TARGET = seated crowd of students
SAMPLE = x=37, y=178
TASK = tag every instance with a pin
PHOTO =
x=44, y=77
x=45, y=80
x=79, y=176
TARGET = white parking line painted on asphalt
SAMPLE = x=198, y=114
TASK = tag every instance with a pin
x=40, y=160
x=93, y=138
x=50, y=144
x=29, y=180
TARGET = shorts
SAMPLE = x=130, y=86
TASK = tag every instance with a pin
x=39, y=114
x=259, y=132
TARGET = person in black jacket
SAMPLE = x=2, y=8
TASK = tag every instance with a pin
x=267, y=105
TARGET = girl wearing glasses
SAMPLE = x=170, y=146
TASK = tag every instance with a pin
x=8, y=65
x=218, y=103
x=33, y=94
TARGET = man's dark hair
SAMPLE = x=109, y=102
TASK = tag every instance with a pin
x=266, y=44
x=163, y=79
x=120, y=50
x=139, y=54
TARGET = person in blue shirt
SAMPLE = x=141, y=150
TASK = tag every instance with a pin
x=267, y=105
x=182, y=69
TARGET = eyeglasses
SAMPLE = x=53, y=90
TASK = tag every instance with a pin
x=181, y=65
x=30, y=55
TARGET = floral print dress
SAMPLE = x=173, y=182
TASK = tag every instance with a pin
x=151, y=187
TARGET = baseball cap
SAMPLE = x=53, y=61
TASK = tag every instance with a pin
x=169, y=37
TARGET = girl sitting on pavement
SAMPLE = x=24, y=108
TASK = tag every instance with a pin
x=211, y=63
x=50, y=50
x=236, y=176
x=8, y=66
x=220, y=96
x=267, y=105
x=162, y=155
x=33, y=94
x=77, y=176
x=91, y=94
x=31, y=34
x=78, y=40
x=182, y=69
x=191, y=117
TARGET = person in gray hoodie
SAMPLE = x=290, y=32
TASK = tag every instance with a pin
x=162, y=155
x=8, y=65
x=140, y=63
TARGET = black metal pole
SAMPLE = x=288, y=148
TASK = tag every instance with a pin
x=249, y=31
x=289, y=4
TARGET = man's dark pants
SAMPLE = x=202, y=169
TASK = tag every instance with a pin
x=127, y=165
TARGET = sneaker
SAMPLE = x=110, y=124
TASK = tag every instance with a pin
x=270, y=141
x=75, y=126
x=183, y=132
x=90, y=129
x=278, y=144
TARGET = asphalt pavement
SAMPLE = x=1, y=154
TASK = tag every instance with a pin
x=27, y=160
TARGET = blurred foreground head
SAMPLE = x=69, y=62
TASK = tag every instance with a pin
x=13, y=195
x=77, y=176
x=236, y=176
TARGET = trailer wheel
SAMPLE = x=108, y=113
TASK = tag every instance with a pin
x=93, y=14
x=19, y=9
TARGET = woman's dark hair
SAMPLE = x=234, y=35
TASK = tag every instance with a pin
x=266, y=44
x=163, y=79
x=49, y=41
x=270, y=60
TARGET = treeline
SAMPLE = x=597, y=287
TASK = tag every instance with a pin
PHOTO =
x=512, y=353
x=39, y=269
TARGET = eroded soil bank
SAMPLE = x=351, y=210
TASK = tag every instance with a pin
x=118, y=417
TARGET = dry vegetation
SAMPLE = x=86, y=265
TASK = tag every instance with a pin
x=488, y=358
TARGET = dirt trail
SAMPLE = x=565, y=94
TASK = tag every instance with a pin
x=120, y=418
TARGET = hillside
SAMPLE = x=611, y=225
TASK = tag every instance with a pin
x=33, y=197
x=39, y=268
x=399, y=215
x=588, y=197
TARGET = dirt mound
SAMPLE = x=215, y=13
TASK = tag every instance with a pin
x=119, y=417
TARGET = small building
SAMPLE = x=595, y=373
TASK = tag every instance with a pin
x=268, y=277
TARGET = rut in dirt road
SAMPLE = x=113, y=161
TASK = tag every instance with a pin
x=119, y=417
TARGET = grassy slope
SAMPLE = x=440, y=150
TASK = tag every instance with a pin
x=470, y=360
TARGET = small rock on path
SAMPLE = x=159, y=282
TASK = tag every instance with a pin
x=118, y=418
---
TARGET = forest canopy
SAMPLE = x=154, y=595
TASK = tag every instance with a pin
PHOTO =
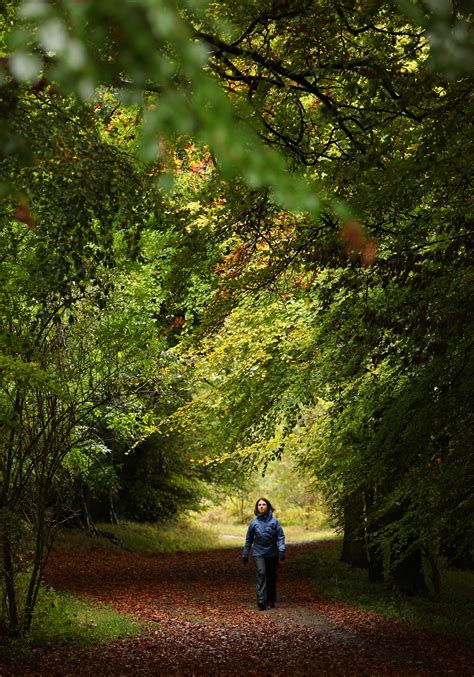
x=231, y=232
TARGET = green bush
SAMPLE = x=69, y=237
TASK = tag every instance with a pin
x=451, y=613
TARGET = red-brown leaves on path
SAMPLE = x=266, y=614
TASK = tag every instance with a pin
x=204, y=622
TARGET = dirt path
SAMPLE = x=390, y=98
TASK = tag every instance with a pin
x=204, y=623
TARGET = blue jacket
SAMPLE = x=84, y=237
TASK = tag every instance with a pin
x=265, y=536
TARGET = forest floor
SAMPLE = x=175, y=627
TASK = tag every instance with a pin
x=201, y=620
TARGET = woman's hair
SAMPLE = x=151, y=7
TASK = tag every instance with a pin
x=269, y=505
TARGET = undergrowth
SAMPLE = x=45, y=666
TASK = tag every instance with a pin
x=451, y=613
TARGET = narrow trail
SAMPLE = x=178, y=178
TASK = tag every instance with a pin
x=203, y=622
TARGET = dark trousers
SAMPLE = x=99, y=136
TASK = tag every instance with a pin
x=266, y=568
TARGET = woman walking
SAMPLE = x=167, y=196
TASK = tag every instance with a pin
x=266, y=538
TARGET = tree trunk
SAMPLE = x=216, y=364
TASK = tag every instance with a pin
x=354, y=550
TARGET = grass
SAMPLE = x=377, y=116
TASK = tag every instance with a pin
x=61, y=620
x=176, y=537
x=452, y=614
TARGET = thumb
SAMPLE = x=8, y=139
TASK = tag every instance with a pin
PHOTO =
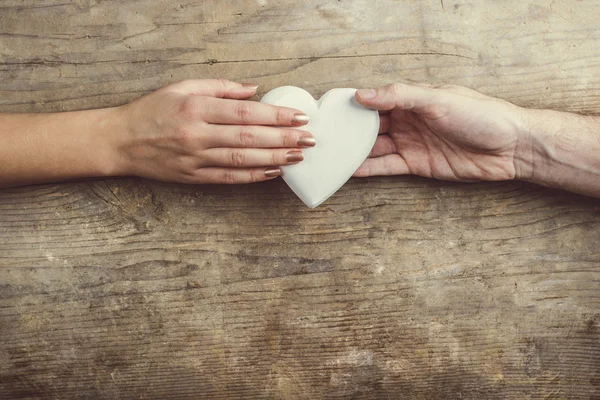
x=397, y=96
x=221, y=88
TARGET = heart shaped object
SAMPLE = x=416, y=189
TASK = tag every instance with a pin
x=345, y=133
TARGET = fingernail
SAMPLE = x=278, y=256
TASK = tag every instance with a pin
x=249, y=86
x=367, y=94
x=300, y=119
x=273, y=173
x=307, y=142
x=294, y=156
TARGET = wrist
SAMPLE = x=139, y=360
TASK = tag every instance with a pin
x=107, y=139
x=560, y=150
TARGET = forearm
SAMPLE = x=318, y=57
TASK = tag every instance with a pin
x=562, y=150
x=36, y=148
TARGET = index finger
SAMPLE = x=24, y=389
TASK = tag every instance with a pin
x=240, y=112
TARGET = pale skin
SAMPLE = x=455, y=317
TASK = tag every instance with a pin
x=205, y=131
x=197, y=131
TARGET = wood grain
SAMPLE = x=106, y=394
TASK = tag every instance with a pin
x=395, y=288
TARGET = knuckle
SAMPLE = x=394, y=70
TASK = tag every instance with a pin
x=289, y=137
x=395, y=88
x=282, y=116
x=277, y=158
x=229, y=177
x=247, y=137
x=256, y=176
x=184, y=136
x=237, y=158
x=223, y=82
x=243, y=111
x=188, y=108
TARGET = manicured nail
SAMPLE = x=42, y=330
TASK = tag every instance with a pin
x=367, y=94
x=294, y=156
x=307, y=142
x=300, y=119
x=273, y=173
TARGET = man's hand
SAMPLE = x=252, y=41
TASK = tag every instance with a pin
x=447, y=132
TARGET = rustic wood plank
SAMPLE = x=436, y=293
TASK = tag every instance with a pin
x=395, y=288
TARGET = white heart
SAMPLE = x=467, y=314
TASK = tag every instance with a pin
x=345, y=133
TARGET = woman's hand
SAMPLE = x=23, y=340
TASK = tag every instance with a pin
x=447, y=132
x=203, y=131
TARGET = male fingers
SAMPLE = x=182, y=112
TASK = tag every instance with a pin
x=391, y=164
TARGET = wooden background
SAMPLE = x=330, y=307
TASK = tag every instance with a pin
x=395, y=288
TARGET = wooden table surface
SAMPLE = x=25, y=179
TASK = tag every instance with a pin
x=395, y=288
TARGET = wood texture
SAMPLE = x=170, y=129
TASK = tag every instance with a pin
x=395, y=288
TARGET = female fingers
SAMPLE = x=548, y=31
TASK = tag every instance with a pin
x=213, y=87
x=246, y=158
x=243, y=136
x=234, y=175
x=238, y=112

## Set problem
List every line of the listing that contains the word "fingers", copying each one in full.

## Task response
TARGET = male fingers
TARGET = female fingers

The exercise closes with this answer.